What you should do: Give back every one of the following lines word for word, changing nothing.

═════ Listed records

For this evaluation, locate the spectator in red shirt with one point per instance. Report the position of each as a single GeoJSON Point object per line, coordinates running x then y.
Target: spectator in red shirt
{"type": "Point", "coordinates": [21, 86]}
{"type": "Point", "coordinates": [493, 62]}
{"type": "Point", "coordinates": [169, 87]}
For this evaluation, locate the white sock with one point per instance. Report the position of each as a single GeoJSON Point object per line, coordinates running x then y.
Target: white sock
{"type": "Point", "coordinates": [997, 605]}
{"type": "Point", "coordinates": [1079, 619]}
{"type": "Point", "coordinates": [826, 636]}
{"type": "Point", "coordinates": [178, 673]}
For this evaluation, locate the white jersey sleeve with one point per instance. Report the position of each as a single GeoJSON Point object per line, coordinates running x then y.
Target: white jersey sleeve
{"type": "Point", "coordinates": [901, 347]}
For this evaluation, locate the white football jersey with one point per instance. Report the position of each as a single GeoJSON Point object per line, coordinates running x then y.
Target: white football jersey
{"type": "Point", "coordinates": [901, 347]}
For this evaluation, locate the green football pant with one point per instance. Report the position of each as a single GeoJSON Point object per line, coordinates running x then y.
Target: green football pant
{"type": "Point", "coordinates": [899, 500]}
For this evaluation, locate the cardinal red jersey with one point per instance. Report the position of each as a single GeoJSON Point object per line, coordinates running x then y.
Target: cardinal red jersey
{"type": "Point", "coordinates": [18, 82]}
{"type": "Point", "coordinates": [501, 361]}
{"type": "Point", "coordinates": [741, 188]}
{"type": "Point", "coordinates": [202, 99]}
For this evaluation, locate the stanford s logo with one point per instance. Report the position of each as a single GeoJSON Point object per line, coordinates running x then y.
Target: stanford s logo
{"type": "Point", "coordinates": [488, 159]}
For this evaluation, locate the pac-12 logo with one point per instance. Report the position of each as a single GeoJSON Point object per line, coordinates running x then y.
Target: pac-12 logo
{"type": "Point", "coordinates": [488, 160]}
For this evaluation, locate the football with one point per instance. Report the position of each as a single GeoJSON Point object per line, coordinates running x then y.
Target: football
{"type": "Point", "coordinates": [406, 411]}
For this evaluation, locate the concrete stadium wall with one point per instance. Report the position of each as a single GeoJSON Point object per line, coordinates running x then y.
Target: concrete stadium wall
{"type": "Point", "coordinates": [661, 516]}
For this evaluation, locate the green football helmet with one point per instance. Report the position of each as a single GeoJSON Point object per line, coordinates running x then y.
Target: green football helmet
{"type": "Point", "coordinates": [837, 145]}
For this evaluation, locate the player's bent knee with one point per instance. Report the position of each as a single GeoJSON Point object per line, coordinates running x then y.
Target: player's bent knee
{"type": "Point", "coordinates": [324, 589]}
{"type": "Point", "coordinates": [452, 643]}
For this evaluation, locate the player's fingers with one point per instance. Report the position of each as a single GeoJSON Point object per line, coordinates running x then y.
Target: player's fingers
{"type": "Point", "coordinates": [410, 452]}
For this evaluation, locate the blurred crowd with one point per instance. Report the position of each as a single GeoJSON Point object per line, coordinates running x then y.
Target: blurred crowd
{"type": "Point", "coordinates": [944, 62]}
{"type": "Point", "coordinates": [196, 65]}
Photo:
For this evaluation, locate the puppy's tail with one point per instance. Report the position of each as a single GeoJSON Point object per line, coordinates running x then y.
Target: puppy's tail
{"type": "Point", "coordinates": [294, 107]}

══════════

Answer to the problem:
For this evaluation, locate the spectator in red shirt with one point per instance. Report the position of each as a single GeoJSON Point object per line, coordinates running x then y.
Target: spectator in red shirt
{"type": "Point", "coordinates": [21, 86]}
{"type": "Point", "coordinates": [493, 62]}
{"type": "Point", "coordinates": [169, 87]}
For this evaluation, locate the white sock with one point per instance. Report the position of each as a single GeoJSON Point object per line, coordinates running x then y.
Target: white sock
{"type": "Point", "coordinates": [997, 605]}
{"type": "Point", "coordinates": [1079, 619]}
{"type": "Point", "coordinates": [826, 636]}
{"type": "Point", "coordinates": [178, 673]}
For this evaluation, locate the white jersey sleeve with one point per instance. Report the position of each as a single GeoJSON Point object per line, coordinates running x then y.
Target: white jersey sleeve
{"type": "Point", "coordinates": [901, 347]}
For this evaluation, locate the white football jersey with one point per instance. Report the position of each as a single GeoJSON Point object per line, coordinates running x then y.
Target: white football jersey
{"type": "Point", "coordinates": [901, 347]}
For this evaluation, locate the green football pant with one point per instance. Report the position of each as a single GeoJSON Point object per line, coordinates running x then y.
Target: green football pant
{"type": "Point", "coordinates": [899, 500]}
For this evaluation, locate the cardinal red jersey with one point per instance. Report the position of each as a single GeoJSON Point object per line, coordinates running x then y.
Target: cardinal red jersey
{"type": "Point", "coordinates": [18, 82]}
{"type": "Point", "coordinates": [501, 361]}
{"type": "Point", "coordinates": [741, 188]}
{"type": "Point", "coordinates": [202, 99]}
For this evaluation, locate the stanford s logo with one point per instance. Report the position of each as a single GeoJSON Point object per line, coordinates running x then y.
Target: stanford s logo
{"type": "Point", "coordinates": [488, 159]}
For this evaluation, locate the pac-12 logo with one point per instance. Report the position of each as a single GeoJSON Point object per line, coordinates running x then y.
Target: pac-12 logo
{"type": "Point", "coordinates": [488, 160]}
For this evaluation, locate the football with one point per instance. Report the position of each as a single GeoJSON Point object per line, coordinates running x then y.
Target: football
{"type": "Point", "coordinates": [406, 411]}
For this evaluation, locate the concrete stadium wall with one point per instance. Report the position of each as a single GeoJSON Point object per line, coordinates running x then y.
Target: concrete stadium wall
{"type": "Point", "coordinates": [661, 516]}
For this evaluation, locate the green football helmet with one point per instance. Report the position of each as a single GeoJSON Point object per line, coordinates running x then y.
Target: green football helmet
{"type": "Point", "coordinates": [837, 145]}
For this evaluation, locate the player's bent knee with one point per instance. Report the position of each as a single GeoJSON Point object per line, coordinates running x then y.
Target: player's bent knee
{"type": "Point", "coordinates": [324, 589]}
{"type": "Point", "coordinates": [452, 643]}
For this evaluation, locate the player's fingers with one point per instance. Report the position of each as a single GeoJSON Point object per line, coordinates running x then y.
Target: player's fingers
{"type": "Point", "coordinates": [410, 452]}
For this evaluation, locate the blurred crowd with one point per instance. Report the position of each as a single GeoJSON Point object per line, coordinates running x then y.
Target: blurred crowd
{"type": "Point", "coordinates": [944, 62]}
{"type": "Point", "coordinates": [196, 65]}
Photo:
For this evaluation, locate the puppy's tail with one point per instance. Report the position of each as a single GeoJSON Point object per line, coordinates running x then y.
Target: puppy's tail
{"type": "Point", "coordinates": [294, 107]}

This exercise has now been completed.